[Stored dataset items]
= = = =
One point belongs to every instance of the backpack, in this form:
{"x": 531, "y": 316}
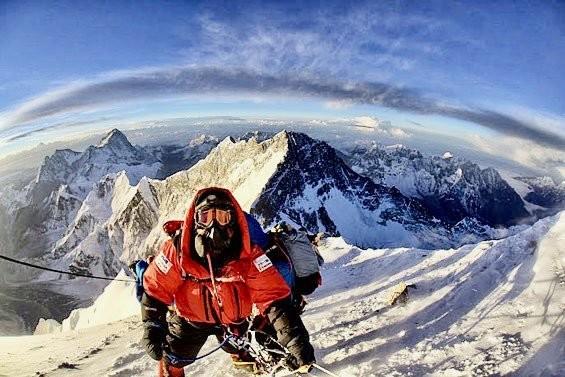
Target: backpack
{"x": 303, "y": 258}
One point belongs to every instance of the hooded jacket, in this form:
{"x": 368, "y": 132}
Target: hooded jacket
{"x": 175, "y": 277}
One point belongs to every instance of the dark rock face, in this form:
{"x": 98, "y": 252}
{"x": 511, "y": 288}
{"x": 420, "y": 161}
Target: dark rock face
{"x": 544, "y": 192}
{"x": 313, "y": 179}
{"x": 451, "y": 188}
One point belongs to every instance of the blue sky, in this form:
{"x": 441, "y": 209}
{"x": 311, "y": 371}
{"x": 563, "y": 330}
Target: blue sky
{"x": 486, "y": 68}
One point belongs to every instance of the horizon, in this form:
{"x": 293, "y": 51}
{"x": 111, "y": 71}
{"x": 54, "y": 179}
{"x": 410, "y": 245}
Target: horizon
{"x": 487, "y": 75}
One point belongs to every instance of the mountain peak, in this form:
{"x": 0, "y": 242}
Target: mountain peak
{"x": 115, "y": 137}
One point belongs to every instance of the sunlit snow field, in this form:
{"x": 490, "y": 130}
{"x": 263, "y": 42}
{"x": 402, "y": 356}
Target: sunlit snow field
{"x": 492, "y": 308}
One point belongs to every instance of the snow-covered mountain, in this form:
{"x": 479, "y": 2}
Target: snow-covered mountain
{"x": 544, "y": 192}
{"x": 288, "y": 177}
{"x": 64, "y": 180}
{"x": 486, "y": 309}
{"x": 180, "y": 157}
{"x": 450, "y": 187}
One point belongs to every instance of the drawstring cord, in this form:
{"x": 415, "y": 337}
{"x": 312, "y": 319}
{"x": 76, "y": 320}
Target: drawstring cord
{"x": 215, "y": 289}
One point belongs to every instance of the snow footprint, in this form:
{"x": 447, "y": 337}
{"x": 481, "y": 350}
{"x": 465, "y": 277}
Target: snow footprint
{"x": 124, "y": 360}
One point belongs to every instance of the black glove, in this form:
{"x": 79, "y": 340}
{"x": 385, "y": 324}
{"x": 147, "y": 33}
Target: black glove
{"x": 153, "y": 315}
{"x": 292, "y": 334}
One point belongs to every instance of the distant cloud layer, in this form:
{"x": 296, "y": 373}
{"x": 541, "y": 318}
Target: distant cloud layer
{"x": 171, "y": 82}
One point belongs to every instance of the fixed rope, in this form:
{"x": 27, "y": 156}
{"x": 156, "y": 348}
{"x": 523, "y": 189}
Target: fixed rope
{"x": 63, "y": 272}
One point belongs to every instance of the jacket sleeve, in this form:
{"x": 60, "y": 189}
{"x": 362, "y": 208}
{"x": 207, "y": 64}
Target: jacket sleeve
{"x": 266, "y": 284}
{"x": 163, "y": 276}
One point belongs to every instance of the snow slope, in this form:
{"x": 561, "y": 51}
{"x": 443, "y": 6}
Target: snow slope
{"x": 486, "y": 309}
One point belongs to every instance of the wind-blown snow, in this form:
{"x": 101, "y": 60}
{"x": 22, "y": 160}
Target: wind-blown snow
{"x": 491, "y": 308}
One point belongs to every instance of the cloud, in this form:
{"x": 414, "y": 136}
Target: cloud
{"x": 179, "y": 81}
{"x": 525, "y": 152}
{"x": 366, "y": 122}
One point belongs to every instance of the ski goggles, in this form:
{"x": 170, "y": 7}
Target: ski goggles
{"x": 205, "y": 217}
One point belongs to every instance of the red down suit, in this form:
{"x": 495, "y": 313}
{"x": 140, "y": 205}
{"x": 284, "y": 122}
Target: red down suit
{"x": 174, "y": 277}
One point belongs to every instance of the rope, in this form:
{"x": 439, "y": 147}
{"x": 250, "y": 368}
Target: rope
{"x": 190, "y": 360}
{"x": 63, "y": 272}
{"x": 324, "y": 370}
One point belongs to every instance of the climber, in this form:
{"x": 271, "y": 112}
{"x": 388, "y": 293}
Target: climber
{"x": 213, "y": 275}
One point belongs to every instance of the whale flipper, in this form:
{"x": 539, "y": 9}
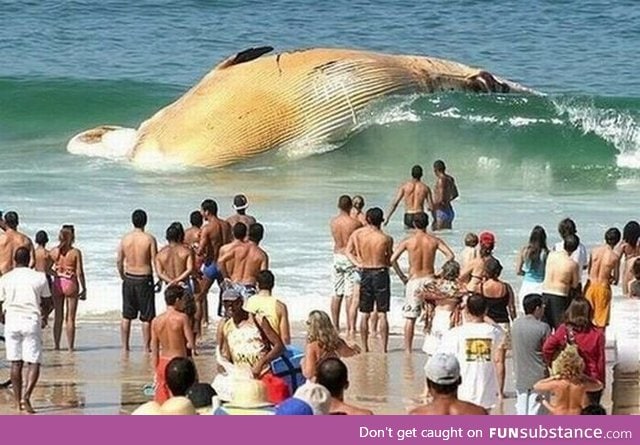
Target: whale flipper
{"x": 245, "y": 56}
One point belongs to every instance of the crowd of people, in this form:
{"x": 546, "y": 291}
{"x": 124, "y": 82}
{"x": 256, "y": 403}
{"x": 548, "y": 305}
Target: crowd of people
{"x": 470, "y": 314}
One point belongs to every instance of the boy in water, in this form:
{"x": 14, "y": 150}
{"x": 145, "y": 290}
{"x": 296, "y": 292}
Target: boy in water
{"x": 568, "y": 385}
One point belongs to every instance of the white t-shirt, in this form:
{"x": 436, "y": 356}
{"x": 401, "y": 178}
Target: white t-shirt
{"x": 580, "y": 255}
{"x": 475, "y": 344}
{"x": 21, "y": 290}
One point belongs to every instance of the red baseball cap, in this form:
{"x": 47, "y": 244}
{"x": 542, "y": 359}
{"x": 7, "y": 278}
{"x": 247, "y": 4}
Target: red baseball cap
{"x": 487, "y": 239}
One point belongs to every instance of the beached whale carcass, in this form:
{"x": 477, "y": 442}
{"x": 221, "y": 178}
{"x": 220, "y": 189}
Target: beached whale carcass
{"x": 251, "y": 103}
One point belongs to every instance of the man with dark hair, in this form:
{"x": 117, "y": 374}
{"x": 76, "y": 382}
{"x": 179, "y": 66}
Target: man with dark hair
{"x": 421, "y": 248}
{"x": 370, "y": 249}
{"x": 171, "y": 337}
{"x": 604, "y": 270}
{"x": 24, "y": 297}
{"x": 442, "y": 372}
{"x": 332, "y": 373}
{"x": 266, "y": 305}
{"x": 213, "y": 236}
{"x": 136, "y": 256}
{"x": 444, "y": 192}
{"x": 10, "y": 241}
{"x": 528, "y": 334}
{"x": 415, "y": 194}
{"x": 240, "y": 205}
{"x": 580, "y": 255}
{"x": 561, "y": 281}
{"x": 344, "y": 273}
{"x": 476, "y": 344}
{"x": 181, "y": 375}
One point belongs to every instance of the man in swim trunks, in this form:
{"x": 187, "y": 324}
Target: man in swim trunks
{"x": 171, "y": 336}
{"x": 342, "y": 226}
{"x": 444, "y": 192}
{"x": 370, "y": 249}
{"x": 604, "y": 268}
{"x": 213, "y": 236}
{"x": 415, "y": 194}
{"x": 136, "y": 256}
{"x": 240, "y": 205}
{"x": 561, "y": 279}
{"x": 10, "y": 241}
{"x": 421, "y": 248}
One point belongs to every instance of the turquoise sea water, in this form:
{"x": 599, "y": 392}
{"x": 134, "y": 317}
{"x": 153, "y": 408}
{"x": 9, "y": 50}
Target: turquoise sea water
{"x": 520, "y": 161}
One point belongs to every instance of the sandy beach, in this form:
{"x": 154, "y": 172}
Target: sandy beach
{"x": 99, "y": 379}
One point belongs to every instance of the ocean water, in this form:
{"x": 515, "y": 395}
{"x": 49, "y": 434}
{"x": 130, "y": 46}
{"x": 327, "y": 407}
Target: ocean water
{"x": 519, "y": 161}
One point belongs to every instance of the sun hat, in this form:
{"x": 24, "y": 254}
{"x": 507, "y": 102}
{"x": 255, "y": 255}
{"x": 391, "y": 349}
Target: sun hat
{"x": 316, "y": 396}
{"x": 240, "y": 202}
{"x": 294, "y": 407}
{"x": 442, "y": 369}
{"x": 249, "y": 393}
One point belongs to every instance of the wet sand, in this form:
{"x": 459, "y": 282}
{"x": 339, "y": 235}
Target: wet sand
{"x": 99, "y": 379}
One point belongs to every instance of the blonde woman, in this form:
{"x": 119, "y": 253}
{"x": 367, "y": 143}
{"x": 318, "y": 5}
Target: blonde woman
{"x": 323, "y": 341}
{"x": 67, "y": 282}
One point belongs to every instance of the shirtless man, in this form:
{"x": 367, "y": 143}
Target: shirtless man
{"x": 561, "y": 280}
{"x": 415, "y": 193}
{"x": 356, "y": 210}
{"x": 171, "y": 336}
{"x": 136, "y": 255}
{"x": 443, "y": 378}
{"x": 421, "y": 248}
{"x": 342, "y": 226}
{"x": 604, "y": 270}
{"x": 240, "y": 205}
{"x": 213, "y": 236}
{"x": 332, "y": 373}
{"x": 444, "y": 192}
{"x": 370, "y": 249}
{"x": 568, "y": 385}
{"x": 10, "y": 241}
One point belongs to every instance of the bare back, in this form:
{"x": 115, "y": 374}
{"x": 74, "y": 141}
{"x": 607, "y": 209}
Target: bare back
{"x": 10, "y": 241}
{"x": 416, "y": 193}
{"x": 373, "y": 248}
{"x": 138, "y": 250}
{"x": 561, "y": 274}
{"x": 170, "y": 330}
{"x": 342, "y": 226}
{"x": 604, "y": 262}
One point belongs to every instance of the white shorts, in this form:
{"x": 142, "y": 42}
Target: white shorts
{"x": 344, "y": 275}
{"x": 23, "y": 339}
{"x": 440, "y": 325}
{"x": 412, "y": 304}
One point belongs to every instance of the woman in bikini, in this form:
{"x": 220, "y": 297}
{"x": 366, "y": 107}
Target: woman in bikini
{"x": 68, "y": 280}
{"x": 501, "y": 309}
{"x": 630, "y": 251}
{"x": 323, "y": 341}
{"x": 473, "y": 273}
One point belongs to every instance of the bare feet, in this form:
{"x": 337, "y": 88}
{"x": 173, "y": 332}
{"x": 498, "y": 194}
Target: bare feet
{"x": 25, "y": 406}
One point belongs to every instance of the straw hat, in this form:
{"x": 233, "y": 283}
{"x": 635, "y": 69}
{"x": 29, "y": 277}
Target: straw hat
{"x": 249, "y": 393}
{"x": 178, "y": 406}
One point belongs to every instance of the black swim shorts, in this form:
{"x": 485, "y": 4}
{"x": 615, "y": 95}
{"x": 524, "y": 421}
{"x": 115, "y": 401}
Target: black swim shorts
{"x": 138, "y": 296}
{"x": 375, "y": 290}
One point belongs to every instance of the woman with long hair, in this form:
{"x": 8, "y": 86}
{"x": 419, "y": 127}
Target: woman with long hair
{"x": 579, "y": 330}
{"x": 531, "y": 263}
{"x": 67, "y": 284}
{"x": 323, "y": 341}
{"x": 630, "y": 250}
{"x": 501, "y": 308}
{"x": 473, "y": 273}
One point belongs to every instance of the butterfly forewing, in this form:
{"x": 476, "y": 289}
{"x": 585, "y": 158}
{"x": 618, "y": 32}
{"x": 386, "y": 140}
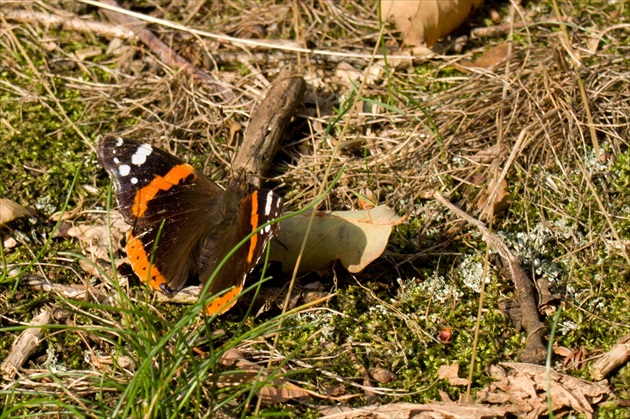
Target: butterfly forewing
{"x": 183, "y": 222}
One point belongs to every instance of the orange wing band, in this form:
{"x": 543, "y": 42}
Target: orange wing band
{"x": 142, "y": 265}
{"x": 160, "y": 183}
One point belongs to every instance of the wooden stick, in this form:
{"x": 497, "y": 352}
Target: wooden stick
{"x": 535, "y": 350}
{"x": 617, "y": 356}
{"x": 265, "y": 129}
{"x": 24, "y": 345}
= = = =
> **INSTRUCTIONS TO FOLLOW**: Copy the items word for word, starting at the line that contains "One point belongs to every instance of the woman in" and ending at the last line of the items, both included. Leave the pictures out.

> **RESPONSE TO THIS EXERCISE**:
One point belongs to every instance of the woman in bikini, in this form:
{"x": 220, "y": 297}
{"x": 366, "y": 107}
Target: woman in bikini
{"x": 68, "y": 280}
{"x": 501, "y": 309}
{"x": 630, "y": 251}
{"x": 323, "y": 341}
{"x": 473, "y": 273}
One point belongs to every instance of the bare feet, in this form:
{"x": 337, "y": 88}
{"x": 173, "y": 332}
{"x": 498, "y": 194}
Target: bare feet
{"x": 25, "y": 406}
One point belongs to every instance of the straw hat, in this form:
{"x": 233, "y": 283}
{"x": 635, "y": 69}
{"x": 29, "y": 277}
Target: straw hat
{"x": 249, "y": 393}
{"x": 178, "y": 406}
One point belongs to every instance of the black swim shorts, in this form:
{"x": 485, "y": 4}
{"x": 615, "y": 95}
{"x": 524, "y": 421}
{"x": 115, "y": 401}
Target: black swim shorts
{"x": 138, "y": 296}
{"x": 375, "y": 290}
One point belongs to every instance of the woman with long hair, in this form:
{"x": 8, "y": 86}
{"x": 419, "y": 127}
Target: woman with long hair
{"x": 579, "y": 330}
{"x": 531, "y": 263}
{"x": 67, "y": 284}
{"x": 323, "y": 341}
{"x": 630, "y": 250}
{"x": 501, "y": 308}
{"x": 473, "y": 273}
One point belongs to every instance of the butterfly forewing, in this form:
{"x": 476, "y": 289}
{"x": 585, "y": 158}
{"x": 618, "y": 32}
{"x": 386, "y": 140}
Target: butterfly forewing
{"x": 183, "y": 222}
One point belongs to every instance of the orange wing band, in this form:
{"x": 543, "y": 42}
Target: orange wing band
{"x": 142, "y": 265}
{"x": 160, "y": 183}
One point belongs to every instance of the wooden stick, in this form:
{"x": 497, "y": 352}
Target: wooden stick
{"x": 535, "y": 350}
{"x": 617, "y": 356}
{"x": 265, "y": 129}
{"x": 24, "y": 345}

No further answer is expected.